EXERCISE:
Which lines of the records contain the word "distant"? Show each of those lines in full, matching the word's case exactly.

Dataset items:
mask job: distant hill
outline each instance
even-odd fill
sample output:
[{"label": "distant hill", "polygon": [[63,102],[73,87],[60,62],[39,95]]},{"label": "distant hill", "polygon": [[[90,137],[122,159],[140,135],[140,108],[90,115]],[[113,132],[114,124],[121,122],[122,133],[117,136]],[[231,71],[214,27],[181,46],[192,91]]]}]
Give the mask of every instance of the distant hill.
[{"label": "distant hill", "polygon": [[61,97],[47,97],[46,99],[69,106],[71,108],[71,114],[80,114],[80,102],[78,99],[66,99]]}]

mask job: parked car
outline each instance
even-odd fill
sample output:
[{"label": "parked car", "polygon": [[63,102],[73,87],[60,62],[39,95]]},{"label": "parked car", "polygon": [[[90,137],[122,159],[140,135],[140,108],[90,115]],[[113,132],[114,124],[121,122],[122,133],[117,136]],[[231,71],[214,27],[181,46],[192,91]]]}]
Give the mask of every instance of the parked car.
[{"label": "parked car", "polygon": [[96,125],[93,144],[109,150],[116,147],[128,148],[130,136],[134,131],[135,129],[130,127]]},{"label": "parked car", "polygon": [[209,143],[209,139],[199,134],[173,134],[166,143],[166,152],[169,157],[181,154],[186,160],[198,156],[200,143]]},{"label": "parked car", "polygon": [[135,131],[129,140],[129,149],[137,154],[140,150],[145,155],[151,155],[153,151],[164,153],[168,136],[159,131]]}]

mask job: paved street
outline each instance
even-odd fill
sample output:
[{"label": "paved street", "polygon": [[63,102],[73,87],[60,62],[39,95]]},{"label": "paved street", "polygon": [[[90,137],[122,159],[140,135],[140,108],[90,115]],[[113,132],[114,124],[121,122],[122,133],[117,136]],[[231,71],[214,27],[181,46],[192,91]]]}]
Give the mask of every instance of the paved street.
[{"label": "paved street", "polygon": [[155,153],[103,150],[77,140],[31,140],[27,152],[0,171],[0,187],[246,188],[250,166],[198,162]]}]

--

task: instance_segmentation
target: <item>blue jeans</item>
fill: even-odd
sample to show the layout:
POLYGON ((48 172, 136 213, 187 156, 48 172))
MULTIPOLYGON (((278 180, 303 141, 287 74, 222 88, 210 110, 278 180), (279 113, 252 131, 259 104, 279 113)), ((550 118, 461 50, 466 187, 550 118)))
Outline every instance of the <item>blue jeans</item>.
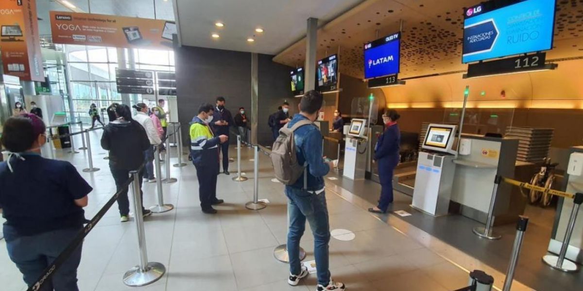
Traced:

RESPONSE TO THE TASK:
mask job: distant hill
[{"label": "distant hill", "polygon": [[63,102],[73,87],[60,62],[39,95]]},{"label": "distant hill", "polygon": [[[90,137],[122,159],[140,135],[140,108],[90,115]],[[113,132],[114,124],[121,122],[122,133],[117,136]],[[231,71],[214,27],[181,46],[192,91]]]}]
Give the mask of every instance of the distant hill.
[{"label": "distant hill", "polygon": [[61,97],[47,97],[46,99],[69,106],[71,108],[71,114],[80,114],[80,102],[78,99],[66,99]]}]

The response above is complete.